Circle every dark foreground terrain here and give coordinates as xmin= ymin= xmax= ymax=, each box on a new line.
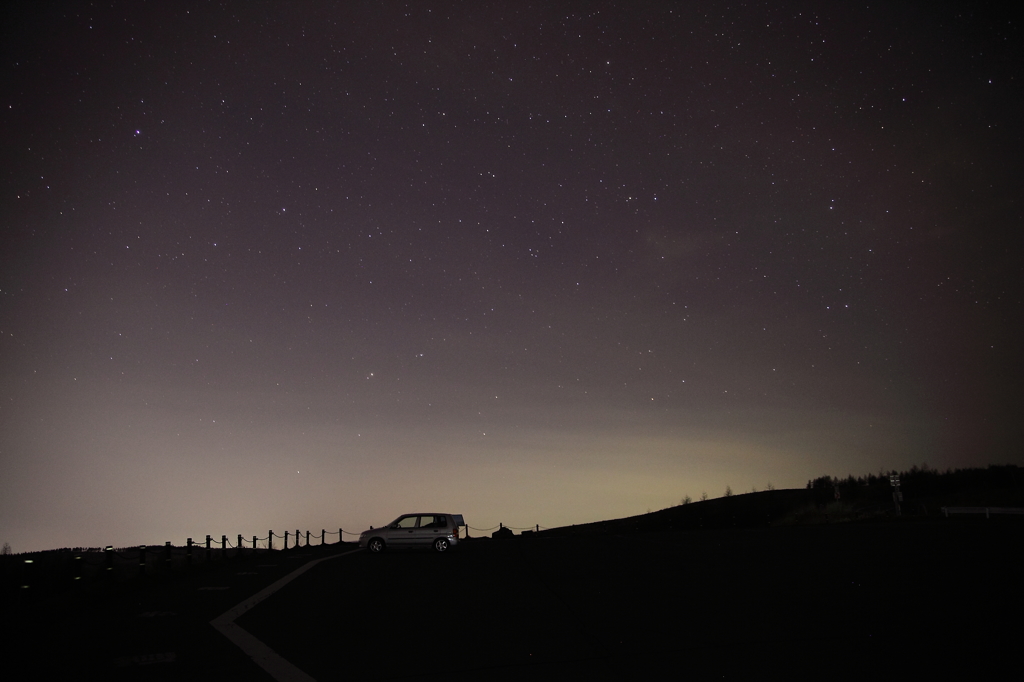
xmin=5 ymin=517 xmax=1020 ymax=680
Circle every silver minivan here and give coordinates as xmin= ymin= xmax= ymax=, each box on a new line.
xmin=359 ymin=513 xmax=464 ymax=553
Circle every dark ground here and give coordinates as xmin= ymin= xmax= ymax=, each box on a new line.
xmin=4 ymin=515 xmax=1020 ymax=680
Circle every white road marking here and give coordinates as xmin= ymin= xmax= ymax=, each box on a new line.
xmin=210 ymin=548 xmax=362 ymax=682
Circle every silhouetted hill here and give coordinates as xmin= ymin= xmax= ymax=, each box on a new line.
xmin=540 ymin=488 xmax=818 ymax=536
xmin=539 ymin=464 xmax=1024 ymax=536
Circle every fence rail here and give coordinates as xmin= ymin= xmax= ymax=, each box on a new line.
xmin=941 ymin=507 xmax=1024 ymax=518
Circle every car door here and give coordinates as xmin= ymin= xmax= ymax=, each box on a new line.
xmin=387 ymin=514 xmax=420 ymax=547
xmin=409 ymin=515 xmax=449 ymax=547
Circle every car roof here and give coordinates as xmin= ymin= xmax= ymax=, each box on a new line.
xmin=388 ymin=513 xmax=465 ymax=526
xmin=399 ymin=512 xmax=455 ymax=517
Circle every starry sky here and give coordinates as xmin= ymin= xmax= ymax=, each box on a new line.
xmin=2 ymin=2 xmax=1022 ymax=552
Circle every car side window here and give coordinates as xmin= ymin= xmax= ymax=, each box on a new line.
xmin=395 ymin=516 xmax=418 ymax=529
xmin=420 ymin=515 xmax=447 ymax=528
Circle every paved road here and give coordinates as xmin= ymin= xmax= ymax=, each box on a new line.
xmin=8 ymin=518 xmax=1020 ymax=680
xmin=9 ymin=547 xmax=338 ymax=681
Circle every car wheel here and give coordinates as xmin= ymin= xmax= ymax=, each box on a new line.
xmin=433 ymin=538 xmax=450 ymax=553
xmin=368 ymin=538 xmax=385 ymax=553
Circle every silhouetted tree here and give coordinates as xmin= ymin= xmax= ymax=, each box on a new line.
xmin=807 ymin=475 xmax=835 ymax=489
xmin=799 ymin=463 xmax=1023 ymax=509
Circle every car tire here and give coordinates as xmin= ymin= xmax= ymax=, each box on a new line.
xmin=432 ymin=538 xmax=450 ymax=553
xmin=367 ymin=538 xmax=385 ymax=553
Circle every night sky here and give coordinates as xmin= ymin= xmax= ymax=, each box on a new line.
xmin=3 ymin=2 xmax=1022 ymax=553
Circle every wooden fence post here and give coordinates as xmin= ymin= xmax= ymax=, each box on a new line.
xmin=237 ymin=534 xmax=243 ymax=557
xmin=296 ymin=529 xmax=301 ymax=548
xmin=284 ymin=530 xmax=289 ymax=550
xmin=321 ymin=529 xmax=325 ymax=545
xmin=206 ymin=535 xmax=211 ymax=563
xmin=253 ymin=535 xmax=257 ymax=551
xmin=268 ymin=531 xmax=273 ymax=551
xmin=221 ymin=535 xmax=227 ymax=559
xmin=339 ymin=528 xmax=343 ymax=544
xmin=306 ymin=530 xmax=310 ymax=547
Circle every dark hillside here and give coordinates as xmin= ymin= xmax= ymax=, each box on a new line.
xmin=540 ymin=464 xmax=1024 ymax=537
xmin=540 ymin=488 xmax=820 ymax=536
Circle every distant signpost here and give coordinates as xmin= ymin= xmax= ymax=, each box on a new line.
xmin=890 ymin=474 xmax=902 ymax=516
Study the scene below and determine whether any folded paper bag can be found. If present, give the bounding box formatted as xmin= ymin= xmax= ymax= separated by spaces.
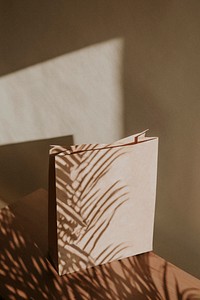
*****
▶ **Assignment**
Return the listing above word for word. Keep the images out.

▶ **Reply**
Circle every dark foreground terrain here and give coordinates as xmin= ymin= xmax= ymax=, each box on a new line.
xmin=5 ymin=517 xmax=1020 ymax=680
Circle every silver minivan here and give coordinates as xmin= ymin= xmax= ymax=, each box on a new line.
xmin=359 ymin=513 xmax=464 ymax=553
Circle every dark ground here and give coordinates as xmin= ymin= xmax= ymax=, each box on a new line.
xmin=4 ymin=515 xmax=1020 ymax=680
Circle every white road marking here and give coordinates as xmin= ymin= xmax= ymax=, each box on a new line.
xmin=210 ymin=548 xmax=362 ymax=682
Circle every silhouetted hill here and give coordinates as xmin= ymin= xmax= ymax=, each box on a new line.
xmin=540 ymin=488 xmax=818 ymax=536
xmin=539 ymin=464 xmax=1024 ymax=536
Circle every fence rail here and give coordinates as xmin= ymin= xmax= ymax=, each box on a new line.
xmin=941 ymin=507 xmax=1024 ymax=518
Circle every car door here and give coordinates as xmin= ymin= xmax= ymax=, each box on a new line.
xmin=387 ymin=514 xmax=420 ymax=547
xmin=409 ymin=515 xmax=449 ymax=547
Circle every car roof here and give coordinates as xmin= ymin= xmax= ymax=, each box on a new line.
xmin=388 ymin=513 xmax=465 ymax=526
xmin=399 ymin=512 xmax=455 ymax=517
Circle every starry sky here and give coordinates as xmin= ymin= xmax= ymax=, each box on a new line.
xmin=2 ymin=2 xmax=1022 ymax=552
Circle every car side window here and give coordinates as xmin= ymin= xmax= ymax=, each box on a new line.
xmin=395 ymin=516 xmax=418 ymax=529
xmin=420 ymin=515 xmax=447 ymax=528
Circle every paved road here and give coordinates as xmin= ymin= xmax= ymax=, each box on a new line.
xmin=8 ymin=518 xmax=1020 ymax=680
xmin=9 ymin=547 xmax=338 ymax=681
Circle every car wheel here and give coordinates as xmin= ymin= xmax= ymax=, each box on a new line.
xmin=433 ymin=538 xmax=450 ymax=553
xmin=368 ymin=538 xmax=385 ymax=553
Circle every silhouetted tree here and give coordinates as xmin= ymin= xmax= ymax=, each box on a new line.
xmin=807 ymin=475 xmax=835 ymax=489
xmin=799 ymin=463 xmax=1023 ymax=509
Circle every car tire here and give coordinates as xmin= ymin= xmax= ymax=, each box on a new line.
xmin=432 ymin=538 xmax=450 ymax=553
xmin=367 ymin=538 xmax=385 ymax=553
Circle every night sky here and give coordinates as xmin= ymin= xmax= ymax=, each box on a new line.
xmin=3 ymin=2 xmax=1022 ymax=553
Circle every wooden fence post here and give coordinates as xmin= ymin= xmax= ymax=, each box on a new line.
xmin=237 ymin=534 xmax=243 ymax=557
xmin=296 ymin=529 xmax=301 ymax=548
xmin=284 ymin=530 xmax=289 ymax=550
xmin=321 ymin=529 xmax=325 ymax=545
xmin=206 ymin=535 xmax=211 ymax=563
xmin=253 ymin=535 xmax=257 ymax=551
xmin=268 ymin=531 xmax=273 ymax=551
xmin=221 ymin=535 xmax=227 ymax=559
xmin=339 ymin=528 xmax=343 ymax=544
xmin=306 ymin=530 xmax=310 ymax=547
Circle every dark hillside here and give coordinates as xmin= ymin= xmax= ymax=, each box on a new line.
xmin=540 ymin=464 xmax=1024 ymax=537
xmin=540 ymin=488 xmax=820 ymax=536
Circle every distant signpost here and give coordinates as xmin= ymin= xmax= ymax=, each box on a new line.
xmin=890 ymin=474 xmax=902 ymax=516
Study the scene below and determine whether any folded paper bag can be found. If present, give the bounding box formatted as xmin= ymin= xmax= ymax= separated by spaces.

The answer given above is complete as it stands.